• _Exercise input_
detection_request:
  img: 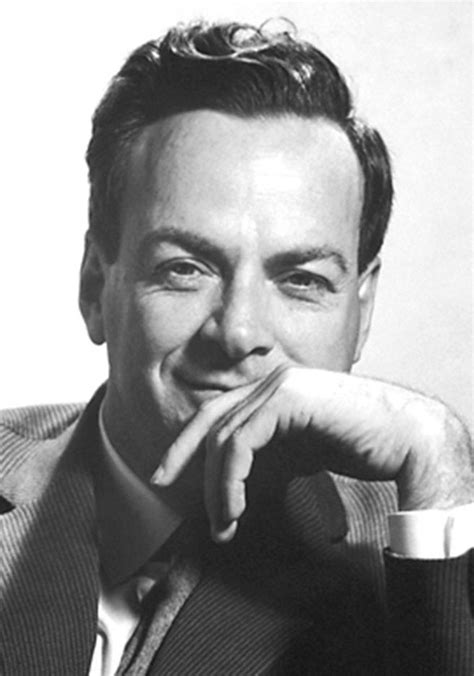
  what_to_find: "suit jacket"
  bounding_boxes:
[0,388,474,676]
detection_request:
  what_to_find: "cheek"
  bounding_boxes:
[279,296,360,371]
[120,294,211,363]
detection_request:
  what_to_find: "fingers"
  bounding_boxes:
[151,368,282,486]
[151,386,250,486]
[205,399,278,542]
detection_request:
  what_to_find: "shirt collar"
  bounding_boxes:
[97,407,182,585]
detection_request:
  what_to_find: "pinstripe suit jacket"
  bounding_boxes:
[0,388,474,676]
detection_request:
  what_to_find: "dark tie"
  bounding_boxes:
[117,523,205,676]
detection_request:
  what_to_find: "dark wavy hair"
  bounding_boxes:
[87,20,393,272]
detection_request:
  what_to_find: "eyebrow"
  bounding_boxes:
[140,226,349,274]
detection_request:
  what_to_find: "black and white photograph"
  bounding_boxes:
[0,0,474,676]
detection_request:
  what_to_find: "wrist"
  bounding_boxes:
[396,398,474,511]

• _Work to complete_
Write out all of the data above again, requests included, with every bounding box coordinate multiplied by 2.55 and rounded to a whole number, halves rounded up. Leave the pictures out of your answer.

• _Solution for this task_
detection_request:
  img: 
  what_to_find: "suit jacket"
  bounding_boxes:
[0,989,1209,1724]
detection_request:
  what_to_find: "cheek"
  bounding_boxes:
[711,755,918,946]
[306,750,538,926]
detection_request:
  what_to_find: "fingers"
  bounding_boxes:
[385,938,719,1239]
[385,984,638,1239]
[523,1017,709,1382]
detection_request:
  what_to_find: "shirt collar"
  bounding_boxes:
[247,1038,464,1492]
detection_request:
  what_to_find: "pinstripe suit jacket"
  bounding_boxes:
[0,989,1209,1724]
detection_request:
  what_to_find: "dark tie"
  bounding_boxes:
[298,1334,523,1724]
detection_request:
  what_to_find: "dark wavy hair"
  bounding_boxes:
[222,51,1002,694]
detection_request:
  what_to_find: "eyebrow"
  bounding_boxes:
[357,576,890,699]
detection_request:
  what_to_find: "black and white photograph"
  bounding_boxes:
[0,0,1209,1724]
detection_request:
  what_to_find: "wrist"
  bounding_boxes:
[1010,1015,1209,1303]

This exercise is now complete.